**Task requirements**
Arrange the records as a Markdown table, starting with the first line and going on through the line with "[846,560,1024,668]", both included. Use the columns Row and Line, numbering each row and leaving out blank lines.

**Stored data**
○ ○ ○

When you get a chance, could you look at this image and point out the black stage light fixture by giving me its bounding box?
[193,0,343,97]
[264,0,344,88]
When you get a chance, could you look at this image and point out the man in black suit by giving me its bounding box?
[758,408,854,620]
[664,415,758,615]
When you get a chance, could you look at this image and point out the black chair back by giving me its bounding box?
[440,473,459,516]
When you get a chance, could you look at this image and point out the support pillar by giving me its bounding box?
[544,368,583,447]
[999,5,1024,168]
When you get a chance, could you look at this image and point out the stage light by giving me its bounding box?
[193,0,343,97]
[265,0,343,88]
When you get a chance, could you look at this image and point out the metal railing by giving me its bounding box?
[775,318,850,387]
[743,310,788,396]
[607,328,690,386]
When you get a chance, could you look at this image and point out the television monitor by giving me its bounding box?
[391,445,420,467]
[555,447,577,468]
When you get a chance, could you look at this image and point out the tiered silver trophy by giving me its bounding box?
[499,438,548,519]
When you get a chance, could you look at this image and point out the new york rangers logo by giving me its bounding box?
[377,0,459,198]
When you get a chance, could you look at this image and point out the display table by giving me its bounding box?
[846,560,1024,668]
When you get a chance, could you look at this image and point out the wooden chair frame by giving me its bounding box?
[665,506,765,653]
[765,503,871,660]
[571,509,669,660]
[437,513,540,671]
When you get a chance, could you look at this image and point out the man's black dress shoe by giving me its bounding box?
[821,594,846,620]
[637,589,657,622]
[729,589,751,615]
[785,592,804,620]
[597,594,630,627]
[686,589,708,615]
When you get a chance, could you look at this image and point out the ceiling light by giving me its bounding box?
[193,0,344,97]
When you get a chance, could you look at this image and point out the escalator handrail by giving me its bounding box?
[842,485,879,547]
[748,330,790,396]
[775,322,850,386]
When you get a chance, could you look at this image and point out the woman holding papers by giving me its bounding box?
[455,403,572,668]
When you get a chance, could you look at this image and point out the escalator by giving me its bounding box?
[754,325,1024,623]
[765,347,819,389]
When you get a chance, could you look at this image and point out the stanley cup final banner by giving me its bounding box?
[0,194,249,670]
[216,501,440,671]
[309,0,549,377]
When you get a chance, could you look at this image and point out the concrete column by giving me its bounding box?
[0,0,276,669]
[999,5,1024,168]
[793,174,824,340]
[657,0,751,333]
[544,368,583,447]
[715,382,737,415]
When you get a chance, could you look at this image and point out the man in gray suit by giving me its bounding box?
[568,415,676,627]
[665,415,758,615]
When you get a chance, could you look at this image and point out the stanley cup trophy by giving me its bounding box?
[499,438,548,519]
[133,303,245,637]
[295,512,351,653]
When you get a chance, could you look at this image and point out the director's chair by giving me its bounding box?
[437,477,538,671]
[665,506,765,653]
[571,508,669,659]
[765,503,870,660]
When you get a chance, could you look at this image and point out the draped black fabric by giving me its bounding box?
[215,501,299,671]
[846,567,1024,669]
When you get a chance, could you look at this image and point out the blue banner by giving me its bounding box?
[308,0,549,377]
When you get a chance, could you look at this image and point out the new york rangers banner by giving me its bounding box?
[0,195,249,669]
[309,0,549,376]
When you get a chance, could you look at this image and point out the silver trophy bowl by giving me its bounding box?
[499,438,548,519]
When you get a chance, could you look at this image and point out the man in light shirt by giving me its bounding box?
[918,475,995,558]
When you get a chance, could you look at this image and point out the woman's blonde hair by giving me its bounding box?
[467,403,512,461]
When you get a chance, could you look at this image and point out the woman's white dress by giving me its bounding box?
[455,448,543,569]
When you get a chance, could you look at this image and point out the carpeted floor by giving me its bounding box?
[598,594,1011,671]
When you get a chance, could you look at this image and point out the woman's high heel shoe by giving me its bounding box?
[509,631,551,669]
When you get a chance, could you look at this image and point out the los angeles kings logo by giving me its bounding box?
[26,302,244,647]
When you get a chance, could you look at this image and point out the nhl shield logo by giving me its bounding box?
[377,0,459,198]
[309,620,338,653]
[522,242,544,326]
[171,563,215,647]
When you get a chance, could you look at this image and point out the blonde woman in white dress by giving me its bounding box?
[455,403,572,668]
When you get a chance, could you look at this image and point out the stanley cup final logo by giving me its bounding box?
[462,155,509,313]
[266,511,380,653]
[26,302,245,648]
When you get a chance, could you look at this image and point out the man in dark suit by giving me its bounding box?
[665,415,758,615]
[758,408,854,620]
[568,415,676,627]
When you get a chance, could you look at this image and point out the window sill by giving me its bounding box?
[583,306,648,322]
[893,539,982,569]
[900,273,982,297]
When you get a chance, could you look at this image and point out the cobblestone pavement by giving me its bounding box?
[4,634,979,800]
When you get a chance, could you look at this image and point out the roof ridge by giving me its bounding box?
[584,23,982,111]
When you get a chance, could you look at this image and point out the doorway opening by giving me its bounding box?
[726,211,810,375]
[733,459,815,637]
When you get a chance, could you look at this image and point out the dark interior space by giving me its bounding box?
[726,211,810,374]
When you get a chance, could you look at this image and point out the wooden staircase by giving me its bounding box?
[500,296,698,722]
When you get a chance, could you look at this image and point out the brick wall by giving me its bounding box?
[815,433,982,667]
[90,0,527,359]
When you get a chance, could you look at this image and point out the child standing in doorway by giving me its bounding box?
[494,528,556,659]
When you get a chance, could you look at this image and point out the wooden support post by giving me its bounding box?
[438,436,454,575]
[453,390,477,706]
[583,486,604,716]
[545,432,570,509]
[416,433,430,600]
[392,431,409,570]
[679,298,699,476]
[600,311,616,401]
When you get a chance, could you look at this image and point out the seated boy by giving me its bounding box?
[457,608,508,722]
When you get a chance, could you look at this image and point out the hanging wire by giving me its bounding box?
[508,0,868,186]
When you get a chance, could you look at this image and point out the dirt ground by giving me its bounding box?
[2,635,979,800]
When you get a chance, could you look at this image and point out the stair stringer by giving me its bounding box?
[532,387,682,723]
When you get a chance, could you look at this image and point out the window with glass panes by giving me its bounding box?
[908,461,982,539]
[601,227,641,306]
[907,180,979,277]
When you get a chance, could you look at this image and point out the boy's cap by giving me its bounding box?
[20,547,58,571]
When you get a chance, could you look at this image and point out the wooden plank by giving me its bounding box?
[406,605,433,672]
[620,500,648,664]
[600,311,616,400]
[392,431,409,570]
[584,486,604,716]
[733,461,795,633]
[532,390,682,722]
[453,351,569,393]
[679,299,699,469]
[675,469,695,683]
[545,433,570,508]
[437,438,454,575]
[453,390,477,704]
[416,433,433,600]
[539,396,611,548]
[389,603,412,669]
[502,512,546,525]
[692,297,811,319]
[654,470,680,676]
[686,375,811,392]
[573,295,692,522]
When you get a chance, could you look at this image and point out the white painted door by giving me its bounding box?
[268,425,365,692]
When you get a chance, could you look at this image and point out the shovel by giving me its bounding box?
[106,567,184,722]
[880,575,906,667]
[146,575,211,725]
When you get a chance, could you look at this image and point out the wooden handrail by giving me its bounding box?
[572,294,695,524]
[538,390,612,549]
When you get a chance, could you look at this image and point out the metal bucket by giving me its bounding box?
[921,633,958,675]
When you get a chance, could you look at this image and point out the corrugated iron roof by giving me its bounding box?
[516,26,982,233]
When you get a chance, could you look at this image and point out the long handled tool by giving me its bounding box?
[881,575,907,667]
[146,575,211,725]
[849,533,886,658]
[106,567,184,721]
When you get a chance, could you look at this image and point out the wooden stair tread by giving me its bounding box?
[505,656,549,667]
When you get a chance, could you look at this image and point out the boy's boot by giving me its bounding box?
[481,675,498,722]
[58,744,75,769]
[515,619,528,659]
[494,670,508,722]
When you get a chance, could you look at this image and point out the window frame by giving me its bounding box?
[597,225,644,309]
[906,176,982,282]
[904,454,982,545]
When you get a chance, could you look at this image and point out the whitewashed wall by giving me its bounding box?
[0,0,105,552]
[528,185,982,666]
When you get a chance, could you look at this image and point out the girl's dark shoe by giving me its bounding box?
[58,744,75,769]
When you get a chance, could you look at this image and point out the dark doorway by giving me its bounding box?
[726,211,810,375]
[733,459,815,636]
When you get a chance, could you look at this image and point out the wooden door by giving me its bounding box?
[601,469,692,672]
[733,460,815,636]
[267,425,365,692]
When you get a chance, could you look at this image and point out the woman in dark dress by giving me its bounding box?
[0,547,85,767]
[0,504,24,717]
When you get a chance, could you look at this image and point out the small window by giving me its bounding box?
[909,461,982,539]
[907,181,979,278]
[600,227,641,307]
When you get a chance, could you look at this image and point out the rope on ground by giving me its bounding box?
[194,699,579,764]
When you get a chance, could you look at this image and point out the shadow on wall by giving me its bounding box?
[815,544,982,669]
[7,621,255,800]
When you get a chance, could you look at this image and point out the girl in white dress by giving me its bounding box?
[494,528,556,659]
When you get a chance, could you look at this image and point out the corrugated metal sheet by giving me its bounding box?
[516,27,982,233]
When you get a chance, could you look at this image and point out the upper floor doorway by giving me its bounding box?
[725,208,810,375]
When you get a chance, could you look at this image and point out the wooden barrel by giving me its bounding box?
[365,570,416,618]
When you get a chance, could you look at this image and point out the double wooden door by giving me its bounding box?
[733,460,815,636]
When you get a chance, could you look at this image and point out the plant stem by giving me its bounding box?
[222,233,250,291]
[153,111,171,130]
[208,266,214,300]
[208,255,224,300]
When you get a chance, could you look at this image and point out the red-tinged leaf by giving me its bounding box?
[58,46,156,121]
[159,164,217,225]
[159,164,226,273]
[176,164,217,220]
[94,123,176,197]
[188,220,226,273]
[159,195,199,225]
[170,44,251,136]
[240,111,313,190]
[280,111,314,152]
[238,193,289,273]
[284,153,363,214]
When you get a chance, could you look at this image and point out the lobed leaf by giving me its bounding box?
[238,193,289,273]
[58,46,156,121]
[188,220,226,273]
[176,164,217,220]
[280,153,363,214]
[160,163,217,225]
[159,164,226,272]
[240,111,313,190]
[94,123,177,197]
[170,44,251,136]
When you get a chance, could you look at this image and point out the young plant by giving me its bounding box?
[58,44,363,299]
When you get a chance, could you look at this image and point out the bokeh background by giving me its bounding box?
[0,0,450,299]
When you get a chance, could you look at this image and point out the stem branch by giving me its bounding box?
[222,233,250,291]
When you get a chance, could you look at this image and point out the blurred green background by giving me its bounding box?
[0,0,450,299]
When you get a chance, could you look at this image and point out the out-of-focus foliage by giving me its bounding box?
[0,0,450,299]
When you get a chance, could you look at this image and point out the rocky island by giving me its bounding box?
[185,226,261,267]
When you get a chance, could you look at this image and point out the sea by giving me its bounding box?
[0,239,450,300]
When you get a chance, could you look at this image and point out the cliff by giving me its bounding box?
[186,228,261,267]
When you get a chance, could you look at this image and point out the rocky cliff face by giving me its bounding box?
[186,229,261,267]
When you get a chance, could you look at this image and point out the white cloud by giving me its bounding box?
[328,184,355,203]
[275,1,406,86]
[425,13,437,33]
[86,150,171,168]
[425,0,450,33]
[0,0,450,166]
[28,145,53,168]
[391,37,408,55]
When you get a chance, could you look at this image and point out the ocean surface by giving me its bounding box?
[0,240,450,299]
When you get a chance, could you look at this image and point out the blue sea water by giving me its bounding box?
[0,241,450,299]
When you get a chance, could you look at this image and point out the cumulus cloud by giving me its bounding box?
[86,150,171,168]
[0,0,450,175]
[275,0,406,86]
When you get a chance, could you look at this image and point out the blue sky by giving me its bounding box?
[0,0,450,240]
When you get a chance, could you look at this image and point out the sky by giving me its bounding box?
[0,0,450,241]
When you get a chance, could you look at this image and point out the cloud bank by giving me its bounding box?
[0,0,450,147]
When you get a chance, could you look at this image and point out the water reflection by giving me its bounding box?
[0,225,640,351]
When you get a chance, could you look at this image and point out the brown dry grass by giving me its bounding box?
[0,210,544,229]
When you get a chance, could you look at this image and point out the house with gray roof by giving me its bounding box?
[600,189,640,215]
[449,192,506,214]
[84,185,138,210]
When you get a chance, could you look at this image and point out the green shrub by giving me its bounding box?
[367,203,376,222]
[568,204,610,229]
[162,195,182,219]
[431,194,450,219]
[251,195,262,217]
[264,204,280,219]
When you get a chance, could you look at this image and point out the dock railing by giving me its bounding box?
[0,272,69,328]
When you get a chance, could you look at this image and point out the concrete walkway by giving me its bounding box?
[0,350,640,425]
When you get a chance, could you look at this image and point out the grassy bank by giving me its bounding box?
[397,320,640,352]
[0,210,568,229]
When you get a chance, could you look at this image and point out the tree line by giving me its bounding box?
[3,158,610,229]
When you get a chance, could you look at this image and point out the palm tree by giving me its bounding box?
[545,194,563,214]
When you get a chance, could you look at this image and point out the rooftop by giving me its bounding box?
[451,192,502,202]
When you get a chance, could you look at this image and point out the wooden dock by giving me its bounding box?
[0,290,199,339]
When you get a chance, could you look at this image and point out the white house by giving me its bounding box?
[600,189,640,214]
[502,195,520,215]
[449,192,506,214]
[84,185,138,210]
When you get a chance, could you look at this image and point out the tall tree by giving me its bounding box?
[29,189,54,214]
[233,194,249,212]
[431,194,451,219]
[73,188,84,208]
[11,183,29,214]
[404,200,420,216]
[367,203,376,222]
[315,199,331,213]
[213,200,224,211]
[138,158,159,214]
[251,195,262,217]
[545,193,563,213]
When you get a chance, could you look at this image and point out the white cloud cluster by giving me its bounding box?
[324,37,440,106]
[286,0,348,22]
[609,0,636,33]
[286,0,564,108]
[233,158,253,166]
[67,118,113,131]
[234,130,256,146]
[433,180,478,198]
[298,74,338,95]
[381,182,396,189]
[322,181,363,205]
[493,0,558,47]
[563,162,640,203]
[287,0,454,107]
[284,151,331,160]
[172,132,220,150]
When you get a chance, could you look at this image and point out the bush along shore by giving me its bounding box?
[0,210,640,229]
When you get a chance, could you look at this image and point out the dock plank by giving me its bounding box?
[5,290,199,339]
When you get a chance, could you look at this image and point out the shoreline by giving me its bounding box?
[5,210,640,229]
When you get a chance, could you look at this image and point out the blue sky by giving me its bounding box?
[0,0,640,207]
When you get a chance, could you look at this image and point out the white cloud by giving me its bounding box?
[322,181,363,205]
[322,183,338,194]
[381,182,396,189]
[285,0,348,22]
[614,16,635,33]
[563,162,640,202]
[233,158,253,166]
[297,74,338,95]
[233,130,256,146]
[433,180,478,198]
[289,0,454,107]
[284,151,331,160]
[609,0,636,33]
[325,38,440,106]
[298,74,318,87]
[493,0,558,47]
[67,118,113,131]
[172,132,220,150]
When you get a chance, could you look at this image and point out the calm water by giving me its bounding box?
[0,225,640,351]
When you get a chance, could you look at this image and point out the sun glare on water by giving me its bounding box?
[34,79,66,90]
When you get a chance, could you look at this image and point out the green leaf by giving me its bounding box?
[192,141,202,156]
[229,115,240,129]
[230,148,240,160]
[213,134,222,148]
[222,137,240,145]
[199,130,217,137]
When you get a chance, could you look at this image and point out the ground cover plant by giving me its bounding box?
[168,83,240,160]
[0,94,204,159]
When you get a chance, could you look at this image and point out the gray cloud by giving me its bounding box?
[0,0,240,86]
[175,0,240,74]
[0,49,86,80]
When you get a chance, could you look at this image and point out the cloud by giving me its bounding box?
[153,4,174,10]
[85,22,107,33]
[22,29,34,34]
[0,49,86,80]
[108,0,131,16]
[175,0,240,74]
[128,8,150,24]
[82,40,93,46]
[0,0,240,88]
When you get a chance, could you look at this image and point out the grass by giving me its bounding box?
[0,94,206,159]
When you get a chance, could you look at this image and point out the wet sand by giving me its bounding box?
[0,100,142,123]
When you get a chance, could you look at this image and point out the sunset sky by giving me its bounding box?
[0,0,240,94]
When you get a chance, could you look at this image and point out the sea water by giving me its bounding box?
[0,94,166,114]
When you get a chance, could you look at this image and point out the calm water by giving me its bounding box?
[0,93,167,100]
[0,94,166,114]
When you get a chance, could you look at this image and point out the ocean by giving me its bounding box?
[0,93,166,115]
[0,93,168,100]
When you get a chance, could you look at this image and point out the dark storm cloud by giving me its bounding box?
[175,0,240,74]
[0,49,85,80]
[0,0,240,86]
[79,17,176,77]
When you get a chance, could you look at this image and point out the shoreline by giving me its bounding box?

○ ○ ○

**Result of this task**
| Row | Line |
|---|---|
| 1 | When you get a chance, could you look at this image and point out the black stage light fixture by giving me its bounding box? |
| 2 | [193,0,343,97] |
| 3 | [264,0,344,88] |
| 4 | When you get a chance, could you look at this image and point out the man in black suit by giving me its bounding box? |
| 5 | [758,408,854,620] |
| 6 | [664,415,758,615] |
| 7 | When you get a chance, could you look at this image and point out the black chair back by giving me its bounding box? |
| 8 | [440,473,459,516] |
| 9 | When you get a chance, could you look at this image and point out the support pillar by giving me its bounding box? |
| 10 | [544,368,583,447] |
| 11 | [999,5,1024,168] |
| 12 | When you get a chance, could you look at this image and point out the stage light by giving me its bounding box? |
| 13 | [193,0,343,97] |
| 14 | [265,0,343,88] |
| 15 | When you get a chance, could you look at this image and point out the metal railing by giving me its bounding box? |
| 16 | [775,318,850,387] |
| 17 | [743,310,788,396] |
| 18 | [607,328,690,386] |
| 19 | When you get a chance, could you look at this image and point out the television monitor by giving me its bounding box? |
| 20 | [391,445,420,467] |
| 21 | [555,447,577,468] |
| 22 | When you get a chance, could you look at this image and point out the tiered silver trophy by giving me its bounding box? |
| 23 | [499,438,548,519] |
| 24 | When you get a chance, could you look at this image and point out the new york rangers logo by giving me its bounding box? |
| 25 | [377,0,459,198] |
| 26 | When you get a chance, could you look at this image and point out the display table by giving me its bounding box? |
| 27 | [846,560,1024,668] |